Студент американского вуза Иван Соколовский продолжает знакомить нас с тем, каково это все сейчас. И мы, прочитав сегодняшнее сочинение, а на самом деле совершенно документальную вещь, вдруг понимаем каково. Могло ведь быть по-разному, а вышло вот так. Просто Иван рассказал все как есть.
«Сейчас трамваев в Лос-Анджелесе нет. Когда-то были. Их строили в семидесятых годах девятнадцатого века, когда электричество было не так повсеместно и таскать их приходилось лошадям. Потом развесили провода, положили больше рельсов и пустили более современные, электрические трамваи, которые довольно быстро стали одним из главных видов транспорта в Лос-Анджелесе. Длилось это, к сожалению, недолго: к началу шестидесятых годов прошлого века округ — это, кстати, офис “Гугла” — изрешетили многополосные шоссе, и необходимость в общественном транспорте — и тут же целая улица бездомных — пропала, а трамвайные пути снесли и заменили автобусами...»
Которые, как я выяснил на собственном опыте, не отличаются ни разнообразием маршрутов, ни регулярностью, ни постоянством расписания.
А краткий экскурс в историю я слушал от отца Кристофера, моего соседа по общежитию, когда впервые попал к ним домой на День благодарения. На тот момент я прожил в США уже три месяца, и у меня начала появляться уверенность в том, что я в целом освоился (иллюзии рассеялись к концу первого года). Мы ехали по Венис-Бич, и я объяснял родителям Кристофера, какой он хороший товарищ и что они должны гордиться своим сыном. Потому что я действительно так думал и был уверен, что мне невероятно повезло с обоими соседями: Кристофер был интеллигентным и, по внешним признакам, умным молодым человеком, Джастин — веселым разгульным футболистом.
Причина радоваться у меня была, по сути, одна: сразу после приезда всех первокурсников отправили, как сейчас сказали бы в России, на боевое слаживание, которое заключалось в том, что мы три дня жили в горах и знакомились со своими сверстниками. В моей группе было около двадцати человек, но казалось, что с каждым из них у меня был один и тот же разговор: откуда я, какие классы собираюсь брать, откуда узнал про наш колледж… Несмотря на обещания наших вожатых-четверокурсников, что все всегда уезжают из этих гор с друзьями, которые остаются с ними на следующие четыре года, я уехал ни с чем. Или почти ни с чем: единственным человеком, с которым я мог общаться, оказался Джек, студент, родившийся в Китае и переехавший в Сан-Франциско в одиннадцать лет. Через него я познакомился с китайской диаспорой нашего колледжа, но мне с самого начала было понятно, что ни к чему серьезному это не приведет хотя бы потому, что они все время переходили на свой родной язык, когда мы общались в компании.

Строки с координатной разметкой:
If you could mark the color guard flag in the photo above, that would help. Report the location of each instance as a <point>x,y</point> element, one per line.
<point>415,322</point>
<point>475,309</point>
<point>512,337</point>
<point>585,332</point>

Задание A: Отредактируйте фрагмент исходного текста между словами «А краткий экскурс» и «веселым разгульным футболистом.» включительно, заменив «Венис-Бич» на «Санта-Монике».
Задание B: Где, согласно исходному тексту, родился Джек и в каком возрасте он переехал в Сан-Франциско?

Правильный ответ A:
А краткий экскурс в историю я слушал от отца Кристофера, моего соседа по общежитию, когда впервые попал к ним домой на День благодарения. На тот момент я прожил в США уже три месяца, и у меня начала появляться уверенность в том, что я в целом освоился (иллюзии рассеялись к концу первого года). Мы ехали по Санта-Монике, и я объяснял родителям Кристофера, какой он хороший товарищ и что они должны гордиться своим сыном. Потому что я действительно так думал и был уверен, что мне невероятно повезло с обоими соседями: Кристофер был интеллигентным и, по внешним признакам, умным молодым человеком, Джастин — веселым разгульным футболистом.

Правильный ответ B: Джек родился в Китае и переехал в Сан-Франциско в одиннадцать лет.